Tasks to complete =>
a) In the personal reflection on poetry and sadness, why does the writer think about sad times to self-soothe? Answer in one to three sentences.
b) Continue the personal reflection on poetry and sadness, starting after its final sentence, "And I did."

[[ Page extract, beginning ]]

I know that my poetry is often intense and dramatic and…well…sad most of the time. But it’s my outlet. I know that I tend to think about sad times in order to self soothe as those moments are when I often felt protected by someone and then I remember that feeling- and I dwell on it and I usually feel better.
I know this isn’t healthy. I know there are a lot of things I’m not proud of at the moment. So far, this year has been so filled with reflection that I think I need to take a minute to breathe and just be. I can’t change for everyone else, in fact I shouldn’t change for everyone else. I need to change for myself so that I can be happier and in turn be a better friend.
But I’ve been so hard on myself that I’m starting to notice this feeling of nagging lurking sadness that keeps creeping up on me. I’m remembering too much these days and I think my therapist is going to be the best person to help me accept these things and then let them go.
You know what is odd about all of this? It’s days and moments like this that make me wonder if my social deficits are all actually weaknesses. I remember suddenly feeling alone today, for absolutely no reason at all, but because I have taught myself to be so self aware of my own thoughts (even though I haven’t the slightest clue how to fix them or if I can) I told myself “What good is it going to do to feel sad right now? Accept the sad thought and move on” And I did.

[[ Page extract, end ]]
[[ Excerpted data, beginning ]]

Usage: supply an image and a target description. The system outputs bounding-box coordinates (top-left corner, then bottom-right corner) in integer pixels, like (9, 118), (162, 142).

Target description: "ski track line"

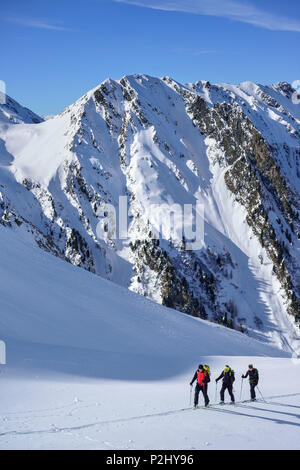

(0, 393), (300, 437)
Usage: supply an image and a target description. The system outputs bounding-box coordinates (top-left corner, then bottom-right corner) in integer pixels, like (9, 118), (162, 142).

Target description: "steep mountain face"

(0, 75), (300, 350)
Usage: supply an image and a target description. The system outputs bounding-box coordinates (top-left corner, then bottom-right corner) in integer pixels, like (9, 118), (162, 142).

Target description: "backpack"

(203, 364), (210, 383)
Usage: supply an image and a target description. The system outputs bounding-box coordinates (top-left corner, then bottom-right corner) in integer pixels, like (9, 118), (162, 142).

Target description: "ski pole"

(240, 377), (244, 400)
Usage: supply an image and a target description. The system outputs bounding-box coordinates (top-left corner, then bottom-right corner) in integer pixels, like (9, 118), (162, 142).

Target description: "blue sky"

(0, 0), (300, 115)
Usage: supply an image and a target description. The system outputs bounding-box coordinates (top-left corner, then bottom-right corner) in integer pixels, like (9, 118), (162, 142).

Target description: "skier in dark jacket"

(242, 364), (259, 401)
(190, 364), (210, 408)
(216, 366), (235, 405)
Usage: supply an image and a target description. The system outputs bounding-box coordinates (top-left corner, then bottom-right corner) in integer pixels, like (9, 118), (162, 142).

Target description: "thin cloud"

(4, 18), (73, 32)
(113, 0), (300, 33)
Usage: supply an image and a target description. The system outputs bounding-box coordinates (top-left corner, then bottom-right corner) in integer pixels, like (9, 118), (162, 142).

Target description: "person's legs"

(227, 385), (235, 402)
(194, 383), (200, 406)
(250, 384), (256, 400)
(220, 384), (226, 401)
(201, 384), (209, 406)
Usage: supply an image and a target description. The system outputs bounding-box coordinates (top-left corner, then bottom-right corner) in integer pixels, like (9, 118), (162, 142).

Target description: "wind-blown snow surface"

(0, 227), (300, 450)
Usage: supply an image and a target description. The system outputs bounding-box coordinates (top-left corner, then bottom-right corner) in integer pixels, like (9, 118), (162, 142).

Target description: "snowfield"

(0, 226), (300, 450)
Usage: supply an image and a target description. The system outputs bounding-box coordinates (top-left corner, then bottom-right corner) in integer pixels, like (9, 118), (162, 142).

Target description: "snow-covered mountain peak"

(0, 74), (300, 356)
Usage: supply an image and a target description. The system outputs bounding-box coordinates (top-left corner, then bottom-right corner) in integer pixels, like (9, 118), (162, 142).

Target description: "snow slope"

(0, 75), (300, 352)
(0, 227), (300, 450)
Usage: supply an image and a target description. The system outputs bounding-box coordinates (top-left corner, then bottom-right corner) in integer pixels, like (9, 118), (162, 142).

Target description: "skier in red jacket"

(190, 364), (210, 408)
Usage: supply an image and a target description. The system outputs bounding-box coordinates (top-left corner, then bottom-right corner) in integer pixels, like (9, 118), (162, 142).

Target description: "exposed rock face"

(0, 75), (300, 350)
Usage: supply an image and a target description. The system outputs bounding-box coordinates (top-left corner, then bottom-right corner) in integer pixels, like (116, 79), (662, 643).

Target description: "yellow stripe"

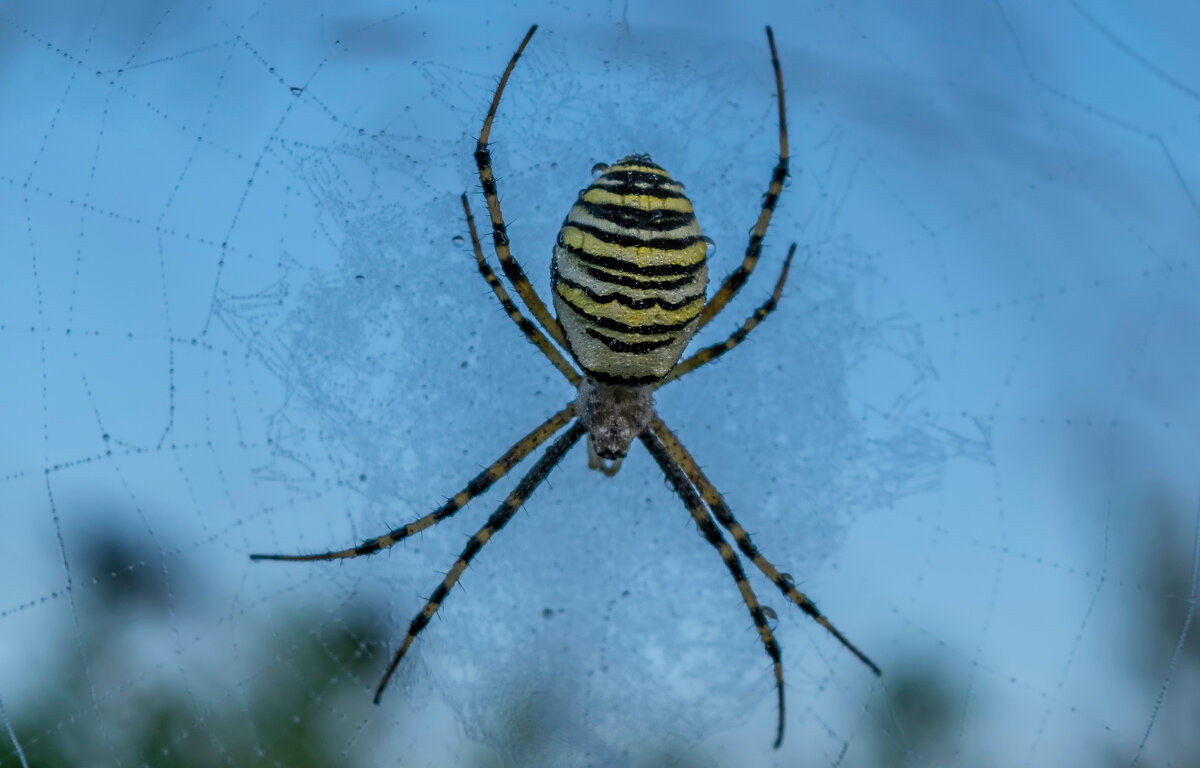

(581, 187), (691, 214)
(562, 224), (708, 269)
(556, 283), (704, 332)
(604, 163), (674, 181)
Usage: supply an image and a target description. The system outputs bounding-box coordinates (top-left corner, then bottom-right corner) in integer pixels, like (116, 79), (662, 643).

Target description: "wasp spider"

(251, 25), (880, 746)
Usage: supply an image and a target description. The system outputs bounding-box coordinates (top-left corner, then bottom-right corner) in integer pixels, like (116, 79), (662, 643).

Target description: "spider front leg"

(650, 416), (883, 676)
(655, 242), (796, 386)
(250, 403), (575, 562)
(462, 194), (580, 386)
(475, 24), (566, 348)
(696, 26), (787, 331)
(641, 431), (784, 749)
(374, 421), (587, 704)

[[ Excerpted data, end ]]

Task answers =>
a) Those sad moments are when the writer often felt protected by someone. Remembering and dwelling on that feeling of protection usually makes the writer feel better.

b)
However, tonight I am having a hard time not feeling sad. I don’t know why. I miss a lot of people right now and I’ve recently tried to befriend someone and I completely ruined my chance by trying so incredibly hard to be someone else- someone normal. But I’m not normal.
I’m just me. I wish I could see that in the moment. That’s where I fail the most often- in the moment. It’s a processing issue. I got upset and angry and I pushed them away. Do you know who I was really upset and disappointed in? Me. But you know what… I know I’m overtired and I’m not feeling so great (my stomach is making some of the oddest sounds too ha) and I’m being ridiculous.
Tomorrow is a new day. For now, I’m going to sit here with my “magic tissues”(Kleenex CoolTouch Tissues are amazing by the way) and just try to get some rest.
Tomorrow I want to actually write some poetry. Maybe less anxious, maybe not. But something more than the fluffy nonsense you are reading right now. 🙂
Lights outs. Seinfeld on. Goodnight World.